* TASK GOAL:
Reproduce the full passage on blessings in disguise word for word, keeping every character unchanged.

* EXTRACT:
There are moments in our lives when the world seems to fall apart, and our first response is to grieve over our bad luck. Yet, with time, we look back upon that event and tinge it with the afresh value, like a gem emerging from the thick earth, and we end up calling it a “blessing in disguise.”

We think that blessings have to be worth bragging about, we think that blessings mean happy tears and ecstatic joy. We think that blessings mean big gains or promotions or weddings, and while all these are indeed blessings to be thankful for, we forget to look at the blessings in disguise, the ones that come with painful endings, breakups, losing jobs, failures, sorrows and late night tears. The gifts that are presented as losses or farewells.

These are the hardest blessings to understand but they’re the most important ones. The ones that we don’t usually know how to accept but we know that we’re being protected from something unfavorable and guided towards something better. These are the blessings in desguise that we grasp after hardships pass away. The blessings that we only recognize after we heal.

Hardships come in many forms, and they can certainly seem overwhelming and invincible, but – however difficult – they never truly are. Unless, of course, we allow them to be.

* Items from a labeling collection:
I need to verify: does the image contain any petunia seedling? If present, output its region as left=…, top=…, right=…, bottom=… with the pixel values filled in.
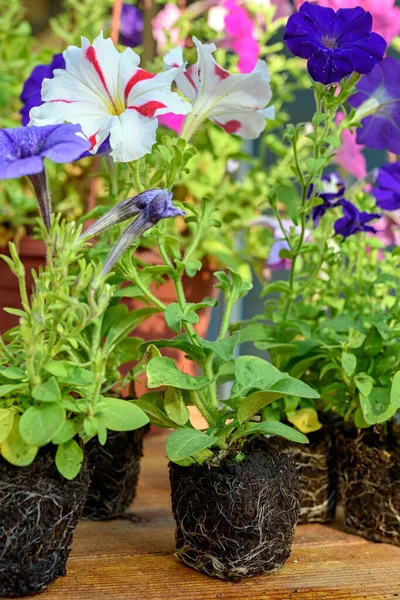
left=283, top=2, right=386, bottom=85
left=81, top=189, right=186, bottom=276
left=349, top=56, right=400, bottom=154
left=164, top=37, right=274, bottom=140
left=0, top=125, right=89, bottom=229
left=30, top=32, right=191, bottom=162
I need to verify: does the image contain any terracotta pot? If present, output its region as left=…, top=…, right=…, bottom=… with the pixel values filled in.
left=0, top=237, right=46, bottom=333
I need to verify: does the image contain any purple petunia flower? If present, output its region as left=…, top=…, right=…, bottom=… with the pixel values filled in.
left=81, top=189, right=186, bottom=276
left=372, top=162, right=400, bottom=210
left=349, top=57, right=400, bottom=154
left=335, top=200, right=382, bottom=238
left=119, top=4, right=144, bottom=48
left=19, top=54, right=65, bottom=125
left=0, top=125, right=90, bottom=228
left=283, top=2, right=386, bottom=85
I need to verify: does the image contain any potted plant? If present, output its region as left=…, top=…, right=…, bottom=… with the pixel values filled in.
left=79, top=185, right=318, bottom=580
left=0, top=218, right=148, bottom=596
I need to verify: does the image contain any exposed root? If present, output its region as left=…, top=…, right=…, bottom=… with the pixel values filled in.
left=170, top=440, right=299, bottom=581
left=342, top=434, right=400, bottom=546
left=0, top=447, right=89, bottom=597
left=83, top=427, right=148, bottom=521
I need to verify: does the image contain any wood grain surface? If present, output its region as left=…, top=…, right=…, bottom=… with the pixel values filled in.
left=10, top=434, right=400, bottom=600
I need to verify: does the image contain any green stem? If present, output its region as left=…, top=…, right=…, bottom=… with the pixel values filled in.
left=127, top=160, right=143, bottom=194
left=191, top=392, right=216, bottom=427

* RESPONSE TO THIS EXERCISE:
There are moments in our lives when the world seems to fall apart, and our first response is to grieve over our bad luck. Yet, with time, we look back upon that event and tinge it with the afresh value, like a gem emerging from the thick earth, and we end up calling it a “blessing in disguise.”

We think that blessings have to be worth bragging about, we think that blessings mean happy tears and ecstatic joy. We think that blessings mean big gains or promotions or weddings, and while all these are indeed blessings to be thankful for, we forget to look at the blessings in disguise, the ones that come with painful endings, breakups, losing jobs, failures, sorrows and late night tears. The gifts that are presented as losses or farewells.

These are the hardest blessings to understand but they’re the most important ones. The ones that we don’t usually know how to accept but we know that we’re being protected from something unfavorable and guided towards something better. These are the blessings in desguise that we grasp after hardships pass away. The blessings that we only recognize after we heal.

Hardships come in many forms, and they can certainly seem overwhelming and invincible, but – however difficult – they never truly are. Unless, of course, we allow them to be.